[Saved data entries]

================================

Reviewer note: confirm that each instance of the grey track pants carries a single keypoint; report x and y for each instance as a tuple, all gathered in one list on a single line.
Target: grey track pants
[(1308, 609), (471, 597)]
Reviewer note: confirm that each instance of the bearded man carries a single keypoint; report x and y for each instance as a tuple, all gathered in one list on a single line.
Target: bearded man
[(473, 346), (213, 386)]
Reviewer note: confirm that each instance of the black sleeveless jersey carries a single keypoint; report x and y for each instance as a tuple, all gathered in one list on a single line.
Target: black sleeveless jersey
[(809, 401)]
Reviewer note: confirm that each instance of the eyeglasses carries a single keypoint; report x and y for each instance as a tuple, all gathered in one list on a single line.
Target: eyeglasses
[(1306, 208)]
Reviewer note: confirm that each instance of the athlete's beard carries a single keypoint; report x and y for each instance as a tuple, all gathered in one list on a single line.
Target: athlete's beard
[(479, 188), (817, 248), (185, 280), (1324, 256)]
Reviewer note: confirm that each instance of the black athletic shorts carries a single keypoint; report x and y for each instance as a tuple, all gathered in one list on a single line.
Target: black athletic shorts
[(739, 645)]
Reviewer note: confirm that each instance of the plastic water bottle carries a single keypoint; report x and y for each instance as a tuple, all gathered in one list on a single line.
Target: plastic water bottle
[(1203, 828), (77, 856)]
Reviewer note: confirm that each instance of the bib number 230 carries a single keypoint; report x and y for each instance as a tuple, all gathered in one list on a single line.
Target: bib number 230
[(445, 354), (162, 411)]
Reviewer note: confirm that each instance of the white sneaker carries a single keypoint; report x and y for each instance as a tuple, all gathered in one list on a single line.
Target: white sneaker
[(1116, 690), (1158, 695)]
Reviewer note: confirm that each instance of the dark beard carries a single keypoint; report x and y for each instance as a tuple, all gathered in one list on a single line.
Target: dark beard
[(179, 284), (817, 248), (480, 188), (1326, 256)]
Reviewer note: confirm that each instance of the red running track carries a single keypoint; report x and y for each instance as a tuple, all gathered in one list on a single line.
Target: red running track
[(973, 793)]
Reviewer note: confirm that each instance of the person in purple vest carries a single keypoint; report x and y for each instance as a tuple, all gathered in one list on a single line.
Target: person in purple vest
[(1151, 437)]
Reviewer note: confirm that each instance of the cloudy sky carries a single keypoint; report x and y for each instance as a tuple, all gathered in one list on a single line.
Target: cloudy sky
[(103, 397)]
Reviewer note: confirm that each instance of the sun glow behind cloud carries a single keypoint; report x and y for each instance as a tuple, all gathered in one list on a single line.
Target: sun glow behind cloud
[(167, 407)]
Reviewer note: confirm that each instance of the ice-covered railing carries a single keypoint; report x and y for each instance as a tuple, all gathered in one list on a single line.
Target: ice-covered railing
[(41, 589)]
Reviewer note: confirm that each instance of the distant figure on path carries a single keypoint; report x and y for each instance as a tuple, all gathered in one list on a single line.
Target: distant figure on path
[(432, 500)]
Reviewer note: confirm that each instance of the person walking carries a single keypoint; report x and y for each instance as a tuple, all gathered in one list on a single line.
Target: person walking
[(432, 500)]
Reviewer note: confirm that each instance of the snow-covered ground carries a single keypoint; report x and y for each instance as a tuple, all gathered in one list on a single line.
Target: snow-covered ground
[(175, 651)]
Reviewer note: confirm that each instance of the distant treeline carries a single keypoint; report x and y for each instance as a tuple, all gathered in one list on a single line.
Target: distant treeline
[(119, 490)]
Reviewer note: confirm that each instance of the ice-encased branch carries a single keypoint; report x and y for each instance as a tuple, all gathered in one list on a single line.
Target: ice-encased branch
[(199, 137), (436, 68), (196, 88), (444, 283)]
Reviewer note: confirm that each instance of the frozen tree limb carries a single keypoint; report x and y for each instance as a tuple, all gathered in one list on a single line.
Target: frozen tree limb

================================

Task statement: Would you filter the records and copy each line that contains the word "frozen"?

Answer section:
Reviewer note: confirm that each instance of the frozen tree limb carries a single keypoint; report x and y for each instance as a tuple, all gathered in one list on a single line.
Target: frozen tree limb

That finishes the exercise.